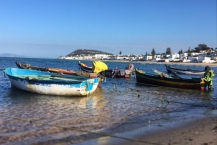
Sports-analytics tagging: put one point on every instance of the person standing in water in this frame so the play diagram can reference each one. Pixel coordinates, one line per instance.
(207, 77)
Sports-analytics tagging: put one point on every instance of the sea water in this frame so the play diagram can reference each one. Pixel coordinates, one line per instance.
(117, 106)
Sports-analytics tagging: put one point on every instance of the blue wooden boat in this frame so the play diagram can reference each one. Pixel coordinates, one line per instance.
(51, 83)
(171, 69)
(167, 81)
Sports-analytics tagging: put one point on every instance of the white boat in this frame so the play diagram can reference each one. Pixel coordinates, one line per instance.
(51, 83)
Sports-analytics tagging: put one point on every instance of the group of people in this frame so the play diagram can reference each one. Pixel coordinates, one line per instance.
(207, 77)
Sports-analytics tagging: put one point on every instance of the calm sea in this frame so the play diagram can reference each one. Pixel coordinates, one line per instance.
(119, 105)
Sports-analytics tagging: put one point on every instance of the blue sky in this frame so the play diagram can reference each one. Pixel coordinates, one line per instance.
(51, 28)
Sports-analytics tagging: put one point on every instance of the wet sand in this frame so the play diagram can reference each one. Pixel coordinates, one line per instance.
(188, 131)
(169, 63)
(191, 130)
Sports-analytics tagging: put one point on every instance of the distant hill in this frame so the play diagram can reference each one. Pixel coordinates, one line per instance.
(86, 52)
(10, 55)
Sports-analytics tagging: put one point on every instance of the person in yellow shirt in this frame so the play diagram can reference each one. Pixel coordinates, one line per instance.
(208, 75)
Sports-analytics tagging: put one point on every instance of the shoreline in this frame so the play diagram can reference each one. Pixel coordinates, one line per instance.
(154, 62)
(169, 63)
(193, 130)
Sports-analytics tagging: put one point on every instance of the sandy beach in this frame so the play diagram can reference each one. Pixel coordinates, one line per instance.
(192, 130)
(169, 63)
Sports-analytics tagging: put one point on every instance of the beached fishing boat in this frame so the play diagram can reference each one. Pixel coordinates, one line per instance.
(184, 71)
(51, 83)
(57, 70)
(118, 73)
(167, 81)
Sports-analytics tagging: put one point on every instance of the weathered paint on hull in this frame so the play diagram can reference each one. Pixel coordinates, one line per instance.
(50, 84)
(54, 89)
(179, 71)
(168, 82)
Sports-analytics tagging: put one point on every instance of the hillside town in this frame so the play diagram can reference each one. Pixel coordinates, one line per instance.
(200, 54)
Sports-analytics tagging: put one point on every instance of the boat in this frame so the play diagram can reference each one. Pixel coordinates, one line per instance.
(171, 69)
(118, 73)
(57, 70)
(167, 81)
(51, 83)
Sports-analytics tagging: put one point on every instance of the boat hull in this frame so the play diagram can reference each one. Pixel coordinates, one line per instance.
(184, 71)
(50, 85)
(107, 73)
(183, 83)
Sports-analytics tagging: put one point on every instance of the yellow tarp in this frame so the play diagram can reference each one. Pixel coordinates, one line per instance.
(99, 66)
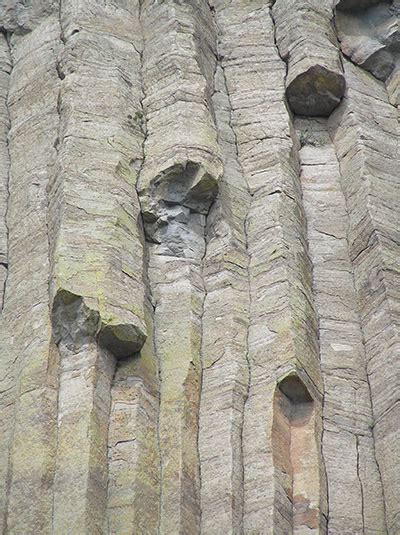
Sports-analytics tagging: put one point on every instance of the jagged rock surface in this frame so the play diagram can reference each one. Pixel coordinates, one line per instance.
(199, 267)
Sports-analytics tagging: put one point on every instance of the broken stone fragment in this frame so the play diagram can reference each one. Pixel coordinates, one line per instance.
(371, 37)
(347, 5)
(306, 40)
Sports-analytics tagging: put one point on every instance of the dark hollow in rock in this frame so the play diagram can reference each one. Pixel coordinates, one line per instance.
(316, 92)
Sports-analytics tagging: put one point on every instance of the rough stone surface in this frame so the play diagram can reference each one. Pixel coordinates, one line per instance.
(307, 41)
(199, 267)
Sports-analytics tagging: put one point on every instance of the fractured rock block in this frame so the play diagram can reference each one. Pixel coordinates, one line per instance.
(306, 40)
(370, 38)
(95, 234)
(180, 175)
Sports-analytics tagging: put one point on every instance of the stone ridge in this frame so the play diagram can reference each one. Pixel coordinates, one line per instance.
(199, 267)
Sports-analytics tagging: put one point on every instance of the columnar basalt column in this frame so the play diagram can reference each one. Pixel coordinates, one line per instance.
(347, 408)
(365, 134)
(282, 334)
(29, 361)
(306, 39)
(224, 341)
(177, 185)
(96, 247)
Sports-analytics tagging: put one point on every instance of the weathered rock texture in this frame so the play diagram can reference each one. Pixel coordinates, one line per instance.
(199, 267)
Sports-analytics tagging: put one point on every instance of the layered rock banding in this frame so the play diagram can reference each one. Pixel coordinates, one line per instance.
(199, 260)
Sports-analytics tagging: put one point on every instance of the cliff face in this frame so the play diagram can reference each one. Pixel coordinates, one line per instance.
(199, 267)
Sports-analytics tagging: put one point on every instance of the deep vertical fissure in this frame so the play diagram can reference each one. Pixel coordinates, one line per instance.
(295, 456)
(4, 255)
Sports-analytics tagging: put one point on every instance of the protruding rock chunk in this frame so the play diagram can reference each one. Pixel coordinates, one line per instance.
(307, 41)
(180, 174)
(94, 210)
(347, 5)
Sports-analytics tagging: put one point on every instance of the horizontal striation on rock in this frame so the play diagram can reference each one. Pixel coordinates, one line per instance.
(177, 185)
(365, 133)
(306, 39)
(199, 234)
(28, 357)
(347, 408)
(225, 322)
(282, 334)
(93, 202)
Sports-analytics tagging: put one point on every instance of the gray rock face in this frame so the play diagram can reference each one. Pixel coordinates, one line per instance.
(371, 38)
(199, 267)
(306, 40)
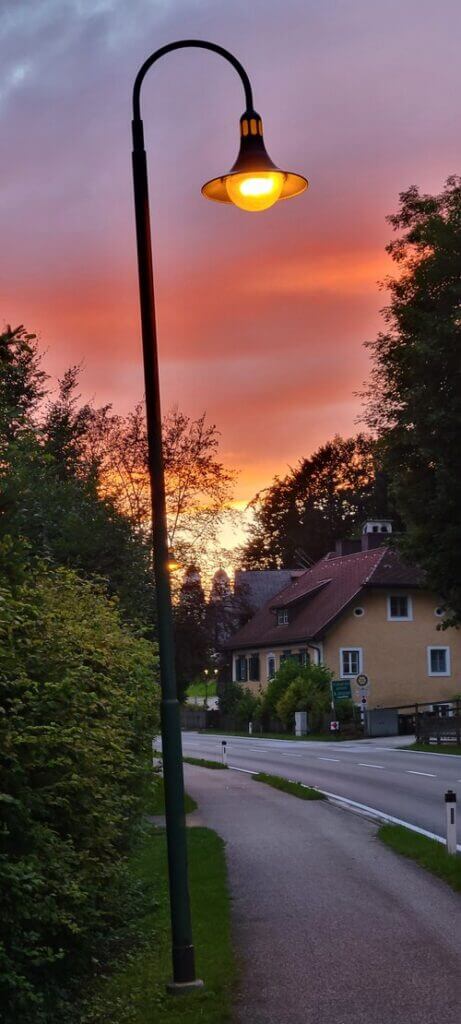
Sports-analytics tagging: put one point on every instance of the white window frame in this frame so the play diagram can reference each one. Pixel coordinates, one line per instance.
(236, 657)
(448, 671)
(401, 619)
(350, 675)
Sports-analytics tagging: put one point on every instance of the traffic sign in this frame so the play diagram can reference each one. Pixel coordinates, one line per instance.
(340, 689)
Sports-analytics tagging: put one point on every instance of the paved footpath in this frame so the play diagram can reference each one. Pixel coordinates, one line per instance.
(333, 928)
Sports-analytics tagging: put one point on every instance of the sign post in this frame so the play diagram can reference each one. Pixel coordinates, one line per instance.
(364, 683)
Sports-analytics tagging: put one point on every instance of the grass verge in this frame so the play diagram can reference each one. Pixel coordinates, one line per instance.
(135, 993)
(200, 690)
(433, 748)
(426, 852)
(287, 785)
(156, 804)
(203, 763)
(326, 737)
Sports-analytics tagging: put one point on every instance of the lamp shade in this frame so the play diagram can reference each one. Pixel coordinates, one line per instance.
(254, 182)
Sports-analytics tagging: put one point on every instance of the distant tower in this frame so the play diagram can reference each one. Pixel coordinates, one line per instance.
(374, 532)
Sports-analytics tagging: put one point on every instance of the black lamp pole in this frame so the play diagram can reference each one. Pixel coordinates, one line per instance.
(182, 948)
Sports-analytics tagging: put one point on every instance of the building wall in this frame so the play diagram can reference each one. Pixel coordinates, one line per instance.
(264, 654)
(393, 652)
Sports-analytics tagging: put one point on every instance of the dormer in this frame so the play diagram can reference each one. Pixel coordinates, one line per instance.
(375, 532)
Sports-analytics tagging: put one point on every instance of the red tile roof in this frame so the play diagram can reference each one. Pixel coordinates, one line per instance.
(319, 596)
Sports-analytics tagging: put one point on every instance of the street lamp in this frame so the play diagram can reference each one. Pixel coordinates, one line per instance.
(253, 183)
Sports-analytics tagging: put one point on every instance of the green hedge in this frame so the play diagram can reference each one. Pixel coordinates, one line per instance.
(78, 709)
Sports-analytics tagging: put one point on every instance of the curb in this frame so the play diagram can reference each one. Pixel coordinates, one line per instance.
(368, 812)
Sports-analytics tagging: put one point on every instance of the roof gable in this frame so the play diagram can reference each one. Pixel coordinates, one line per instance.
(317, 598)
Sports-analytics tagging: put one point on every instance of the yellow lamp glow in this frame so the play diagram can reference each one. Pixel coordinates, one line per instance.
(255, 192)
(254, 182)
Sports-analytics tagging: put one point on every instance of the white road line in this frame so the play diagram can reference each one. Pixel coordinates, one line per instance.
(369, 811)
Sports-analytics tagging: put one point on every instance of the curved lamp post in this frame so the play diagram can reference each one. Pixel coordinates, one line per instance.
(253, 183)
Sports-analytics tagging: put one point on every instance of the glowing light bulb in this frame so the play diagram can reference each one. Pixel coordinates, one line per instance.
(255, 190)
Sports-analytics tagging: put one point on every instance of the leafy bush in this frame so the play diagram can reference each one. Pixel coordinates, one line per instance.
(229, 697)
(78, 712)
(304, 688)
(249, 707)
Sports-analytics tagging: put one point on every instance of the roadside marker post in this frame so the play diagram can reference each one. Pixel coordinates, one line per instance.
(450, 800)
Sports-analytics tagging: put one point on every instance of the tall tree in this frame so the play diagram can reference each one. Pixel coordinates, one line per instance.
(326, 497)
(415, 392)
(222, 619)
(198, 485)
(191, 633)
(49, 495)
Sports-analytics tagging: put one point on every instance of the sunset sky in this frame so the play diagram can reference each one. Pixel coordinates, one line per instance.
(261, 316)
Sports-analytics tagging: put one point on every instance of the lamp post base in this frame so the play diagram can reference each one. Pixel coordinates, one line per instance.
(183, 987)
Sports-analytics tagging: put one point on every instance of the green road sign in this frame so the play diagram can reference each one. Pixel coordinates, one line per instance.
(340, 689)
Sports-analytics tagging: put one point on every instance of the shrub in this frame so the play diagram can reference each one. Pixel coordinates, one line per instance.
(229, 697)
(308, 690)
(248, 708)
(78, 712)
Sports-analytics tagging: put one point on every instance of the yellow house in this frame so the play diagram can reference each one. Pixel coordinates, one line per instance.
(365, 612)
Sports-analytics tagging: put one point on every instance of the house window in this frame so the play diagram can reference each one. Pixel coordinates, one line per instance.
(400, 607)
(438, 662)
(241, 669)
(253, 668)
(350, 660)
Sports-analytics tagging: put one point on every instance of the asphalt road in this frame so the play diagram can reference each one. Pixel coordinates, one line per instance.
(408, 784)
(331, 927)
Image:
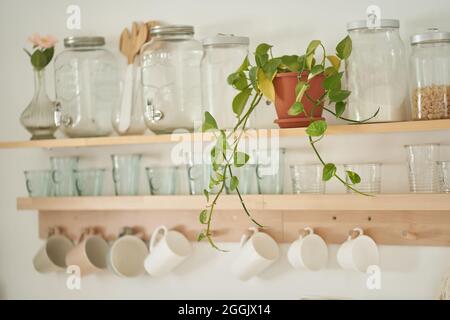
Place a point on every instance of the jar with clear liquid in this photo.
(171, 86)
(87, 87)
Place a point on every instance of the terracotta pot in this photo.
(284, 84)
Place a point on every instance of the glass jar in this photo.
(223, 54)
(430, 75)
(87, 87)
(376, 72)
(171, 86)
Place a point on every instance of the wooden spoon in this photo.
(130, 45)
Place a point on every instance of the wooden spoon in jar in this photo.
(130, 44)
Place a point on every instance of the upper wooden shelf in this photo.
(370, 128)
(306, 202)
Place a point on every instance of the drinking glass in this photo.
(444, 176)
(162, 180)
(89, 182)
(247, 179)
(307, 178)
(126, 174)
(39, 183)
(270, 171)
(63, 175)
(370, 174)
(423, 168)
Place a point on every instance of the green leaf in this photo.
(240, 101)
(338, 95)
(238, 80)
(291, 62)
(271, 67)
(265, 85)
(339, 108)
(300, 90)
(206, 193)
(317, 69)
(209, 123)
(353, 176)
(240, 159)
(344, 48)
(201, 236)
(312, 47)
(203, 217)
(296, 109)
(263, 48)
(244, 66)
(234, 182)
(335, 62)
(329, 170)
(317, 128)
(252, 74)
(333, 82)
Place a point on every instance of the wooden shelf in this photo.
(370, 128)
(328, 202)
(393, 219)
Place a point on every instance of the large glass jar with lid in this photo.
(430, 75)
(376, 72)
(87, 87)
(171, 86)
(223, 54)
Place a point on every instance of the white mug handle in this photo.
(246, 237)
(360, 233)
(154, 240)
(306, 232)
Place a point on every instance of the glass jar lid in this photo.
(362, 24)
(172, 30)
(432, 35)
(79, 42)
(224, 39)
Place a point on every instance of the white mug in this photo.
(127, 254)
(167, 251)
(309, 252)
(358, 253)
(257, 253)
(52, 256)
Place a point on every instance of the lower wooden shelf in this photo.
(392, 219)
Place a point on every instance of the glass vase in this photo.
(38, 118)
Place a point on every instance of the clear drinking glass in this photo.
(423, 169)
(247, 179)
(162, 180)
(370, 174)
(89, 182)
(444, 176)
(39, 183)
(307, 178)
(270, 171)
(199, 177)
(63, 175)
(126, 174)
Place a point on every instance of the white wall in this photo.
(408, 272)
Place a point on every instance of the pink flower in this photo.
(46, 42)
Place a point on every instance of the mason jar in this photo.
(171, 86)
(376, 72)
(223, 54)
(87, 87)
(430, 75)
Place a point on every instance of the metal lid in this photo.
(78, 42)
(362, 24)
(172, 30)
(226, 39)
(432, 35)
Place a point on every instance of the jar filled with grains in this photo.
(430, 75)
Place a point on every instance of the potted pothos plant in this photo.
(301, 87)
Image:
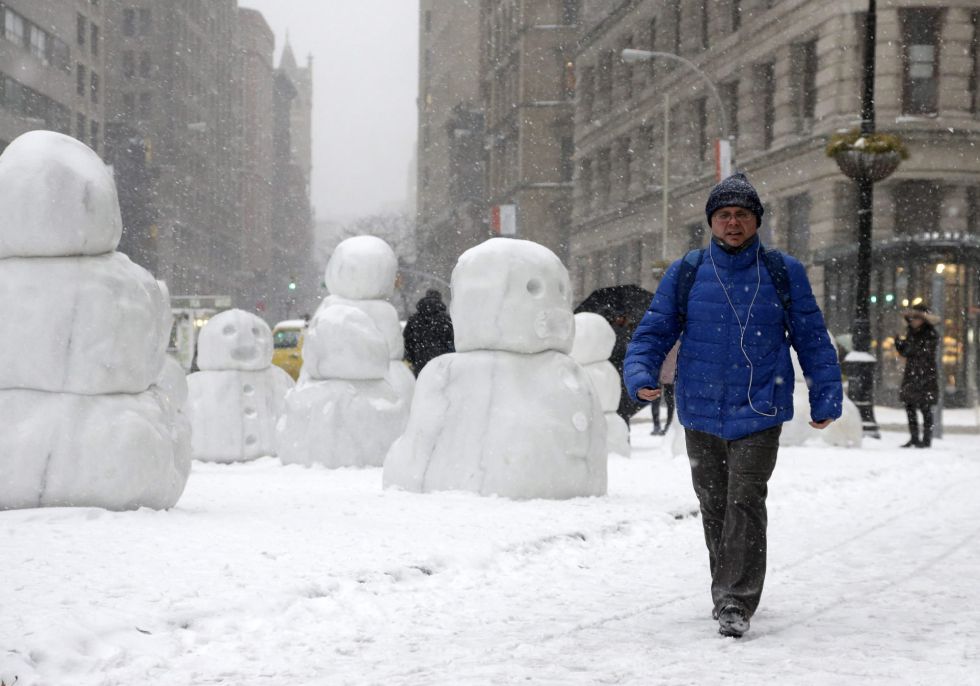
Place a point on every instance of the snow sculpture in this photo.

────────────────

**Task requirements**. Copy out the lines unchanged, starting at the one that contains "Place a point on every instance of the jar filled" and ending at the last line above, with both ends included. Leave the pictures out.

**Solution to the exercise**.
Place a point on every instance of the jar filled with grains in this photo.
(430, 75)
Place a point on every instance of the potted pothos plant in this photo.
(301, 87)
Image:
Place a point on every instance of the snow sculpture in this photo.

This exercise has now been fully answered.